Render this sentence from the text on London's food heritage into Spanish: "Today, luxury retail stores from Cartier to Louis Vuitton line the streets."

--- PAGE TEXT ---

In our previous post, we explored London’s Borough and Broadway Markets. London has a rich food heritage that has evolved and changed with the tides of history. Don’t miss these four foodie places and dishes to try while visiting London.

Harrods – Food Halls

Whereas the East End of London has historically been known mostly for its huddled masses of the working class, on the other side of town, the West End has been known as the epicenter of luxury, filled with high end residential and commercial real estate, sitting close to the seat of power at Westminster Palace and just a few blocks away from Buckingham Palace.

It’s been said that the “City” of London where the financial district is centered is where the money is made, and the west of London is where it’s spent.

Today, luxury retail stores from Cartier to Louis Vuitton line the streets.

It’s no wonder that Harrod’s was built in the West End near Hyde Park just before the Great Exhibition of 1851. The store grew in popularity ever since and later, was sold to Egyptian businessman Mohamed Al-Fayed in the 1980s, and more recently in 2010, to Qatar’s royal family.

--- RECORDED DATA ---

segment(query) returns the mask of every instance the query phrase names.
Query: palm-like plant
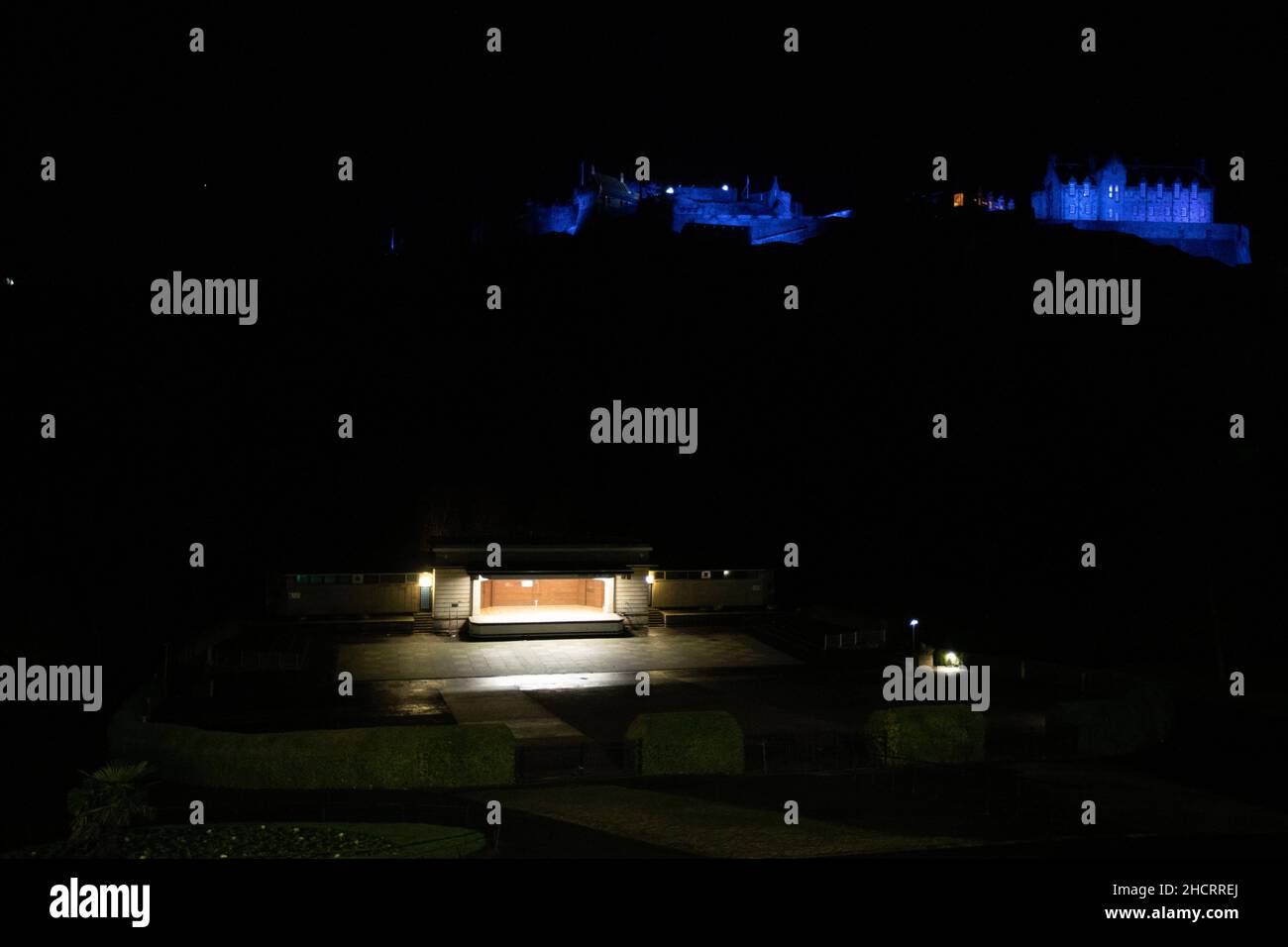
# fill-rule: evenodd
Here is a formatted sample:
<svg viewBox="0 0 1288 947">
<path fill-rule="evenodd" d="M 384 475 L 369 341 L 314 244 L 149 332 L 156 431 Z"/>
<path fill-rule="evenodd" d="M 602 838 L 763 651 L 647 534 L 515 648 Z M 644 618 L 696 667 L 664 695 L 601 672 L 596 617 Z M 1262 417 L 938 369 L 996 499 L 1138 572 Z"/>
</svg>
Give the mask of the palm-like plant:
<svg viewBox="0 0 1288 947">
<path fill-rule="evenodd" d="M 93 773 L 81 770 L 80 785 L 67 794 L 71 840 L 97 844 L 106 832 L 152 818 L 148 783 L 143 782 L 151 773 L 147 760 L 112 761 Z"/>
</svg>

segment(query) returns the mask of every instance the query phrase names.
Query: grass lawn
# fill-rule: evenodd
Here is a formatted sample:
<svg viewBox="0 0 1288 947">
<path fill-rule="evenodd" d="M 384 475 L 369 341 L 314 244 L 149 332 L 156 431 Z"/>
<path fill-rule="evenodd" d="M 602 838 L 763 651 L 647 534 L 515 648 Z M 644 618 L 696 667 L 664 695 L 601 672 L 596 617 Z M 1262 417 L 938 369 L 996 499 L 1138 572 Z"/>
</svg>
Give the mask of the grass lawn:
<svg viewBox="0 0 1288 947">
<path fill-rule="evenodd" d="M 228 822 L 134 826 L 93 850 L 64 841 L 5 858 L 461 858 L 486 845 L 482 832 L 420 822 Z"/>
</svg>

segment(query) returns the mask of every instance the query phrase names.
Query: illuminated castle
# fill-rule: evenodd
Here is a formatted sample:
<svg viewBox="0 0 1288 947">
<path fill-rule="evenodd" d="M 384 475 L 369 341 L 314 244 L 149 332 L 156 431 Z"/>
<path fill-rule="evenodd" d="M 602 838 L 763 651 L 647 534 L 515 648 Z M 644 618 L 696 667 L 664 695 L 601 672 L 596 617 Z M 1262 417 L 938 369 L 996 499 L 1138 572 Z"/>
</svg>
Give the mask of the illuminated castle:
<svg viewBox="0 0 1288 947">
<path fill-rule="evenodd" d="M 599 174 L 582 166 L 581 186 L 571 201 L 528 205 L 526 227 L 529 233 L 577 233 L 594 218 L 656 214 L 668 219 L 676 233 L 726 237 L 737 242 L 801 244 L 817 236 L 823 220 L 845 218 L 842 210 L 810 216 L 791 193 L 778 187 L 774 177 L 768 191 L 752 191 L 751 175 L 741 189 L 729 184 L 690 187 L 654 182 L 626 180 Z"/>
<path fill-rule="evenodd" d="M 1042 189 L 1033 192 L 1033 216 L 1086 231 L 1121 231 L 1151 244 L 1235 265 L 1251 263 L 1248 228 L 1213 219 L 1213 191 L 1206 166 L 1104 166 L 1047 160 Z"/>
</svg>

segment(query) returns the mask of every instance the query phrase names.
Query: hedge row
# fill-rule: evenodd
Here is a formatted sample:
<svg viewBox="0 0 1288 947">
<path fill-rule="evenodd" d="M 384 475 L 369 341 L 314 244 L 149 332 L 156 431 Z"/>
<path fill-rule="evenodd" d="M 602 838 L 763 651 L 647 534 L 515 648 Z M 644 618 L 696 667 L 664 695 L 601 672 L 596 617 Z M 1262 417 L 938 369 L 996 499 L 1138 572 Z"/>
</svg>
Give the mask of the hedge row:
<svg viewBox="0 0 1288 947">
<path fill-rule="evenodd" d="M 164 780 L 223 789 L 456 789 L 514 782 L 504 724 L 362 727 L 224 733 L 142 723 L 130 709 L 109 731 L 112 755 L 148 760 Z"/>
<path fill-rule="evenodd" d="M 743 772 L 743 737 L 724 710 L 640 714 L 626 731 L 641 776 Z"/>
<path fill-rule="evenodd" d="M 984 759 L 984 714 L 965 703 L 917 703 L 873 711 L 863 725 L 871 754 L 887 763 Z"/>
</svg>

---

FULL SOLUTION: Hoy en día, las tiendas de lujo, desde Cartier hasta Louis Vuitton, bordean las calles.